[Excerpts from a dataset]
Content starts
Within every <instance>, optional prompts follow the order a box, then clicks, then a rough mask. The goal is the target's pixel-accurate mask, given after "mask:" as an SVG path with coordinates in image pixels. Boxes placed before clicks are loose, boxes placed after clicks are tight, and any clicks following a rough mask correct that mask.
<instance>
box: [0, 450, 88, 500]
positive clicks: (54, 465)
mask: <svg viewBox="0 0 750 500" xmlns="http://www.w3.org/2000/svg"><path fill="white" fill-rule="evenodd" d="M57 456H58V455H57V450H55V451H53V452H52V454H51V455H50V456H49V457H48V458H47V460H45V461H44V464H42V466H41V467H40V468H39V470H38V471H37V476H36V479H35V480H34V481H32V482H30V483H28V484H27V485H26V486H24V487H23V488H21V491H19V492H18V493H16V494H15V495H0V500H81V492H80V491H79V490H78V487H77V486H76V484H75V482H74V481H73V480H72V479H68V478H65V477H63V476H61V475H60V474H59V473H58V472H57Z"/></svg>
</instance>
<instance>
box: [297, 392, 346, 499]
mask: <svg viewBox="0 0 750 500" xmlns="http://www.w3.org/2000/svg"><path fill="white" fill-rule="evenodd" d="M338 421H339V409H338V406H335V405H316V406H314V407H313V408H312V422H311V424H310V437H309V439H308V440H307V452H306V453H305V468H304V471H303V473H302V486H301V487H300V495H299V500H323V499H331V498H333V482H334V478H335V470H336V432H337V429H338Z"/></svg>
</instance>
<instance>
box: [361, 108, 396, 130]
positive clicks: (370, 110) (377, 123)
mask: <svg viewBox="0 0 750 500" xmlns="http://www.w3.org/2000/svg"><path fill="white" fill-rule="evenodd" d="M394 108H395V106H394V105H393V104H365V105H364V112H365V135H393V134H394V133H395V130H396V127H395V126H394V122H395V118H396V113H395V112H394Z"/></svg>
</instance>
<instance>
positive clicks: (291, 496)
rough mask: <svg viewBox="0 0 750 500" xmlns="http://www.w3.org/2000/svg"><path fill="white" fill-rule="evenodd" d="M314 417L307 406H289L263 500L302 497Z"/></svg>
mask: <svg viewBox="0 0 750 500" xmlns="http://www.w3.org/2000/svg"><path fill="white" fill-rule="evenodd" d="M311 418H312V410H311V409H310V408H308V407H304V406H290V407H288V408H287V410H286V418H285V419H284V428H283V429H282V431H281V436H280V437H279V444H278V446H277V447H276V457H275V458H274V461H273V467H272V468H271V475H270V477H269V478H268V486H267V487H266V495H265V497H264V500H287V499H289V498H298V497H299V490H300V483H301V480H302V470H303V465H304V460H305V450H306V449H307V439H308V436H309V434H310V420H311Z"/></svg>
Content ends
Please pull out each line of the listing that contains the string "path". Case counts.

Within every <instance>, optional prompts follow the order a box, then clicks, then a rough mask. The goal is the target's pixel-accurate mask, given after "mask:" as an SVG path with coordinates in image pixels. Boxes placed before clicks are loose, boxes placed after clicks are tight, and any clicks following a rough mask correct that mask.
mask: <svg viewBox="0 0 750 500" xmlns="http://www.w3.org/2000/svg"><path fill="white" fill-rule="evenodd" d="M57 456H58V455H57V450H55V451H53V452H52V454H51V455H50V456H49V457H48V458H47V460H45V461H44V464H42V466H41V467H40V468H39V470H38V471H37V476H36V479H35V480H34V481H32V482H30V483H28V484H27V485H26V486H24V487H23V488H21V491H19V492H18V493H16V494H15V495H0V500H81V492H80V491H79V490H78V487H77V486H76V484H75V482H74V481H73V480H72V479H68V478H65V477H63V476H61V475H60V474H59V473H58V472H57Z"/></svg>
mask: <svg viewBox="0 0 750 500" xmlns="http://www.w3.org/2000/svg"><path fill="white" fill-rule="evenodd" d="M338 421H339V409H338V406H335V405H316V406H314V407H313V408H312V422H311V424H310V437H309V439H308V440H307V452H306V453H305V468H304V471H303V473H302V486H301V487H300V495H299V500H323V499H331V498H333V482H334V478H335V470H336V432H337V429H338Z"/></svg>
mask: <svg viewBox="0 0 750 500" xmlns="http://www.w3.org/2000/svg"><path fill="white" fill-rule="evenodd" d="M394 108H395V106H394V105H393V104H365V105H364V112H365V135H393V134H394V133H395V130H396V127H395V126H394V122H395V118H396V113H395V112H394Z"/></svg>
rough mask: <svg viewBox="0 0 750 500" xmlns="http://www.w3.org/2000/svg"><path fill="white" fill-rule="evenodd" d="M314 417L307 406H289L263 500L302 497Z"/></svg>
mask: <svg viewBox="0 0 750 500" xmlns="http://www.w3.org/2000/svg"><path fill="white" fill-rule="evenodd" d="M311 418H312V410H311V409H310V408H308V407H304V406H290V407H288V408H287V410H286V418H285V419H284V428H283V429H282V431H281V436H280V437H279V444H278V446H277V447H276V457H275V458H274V461H273V467H272V468H271V475H270V477H269V478H268V486H267V487H266V495H265V497H264V500H287V499H289V498H298V497H299V490H300V483H301V480H302V470H303V465H304V460H305V450H306V449H307V439H308V436H309V434H310V420H311Z"/></svg>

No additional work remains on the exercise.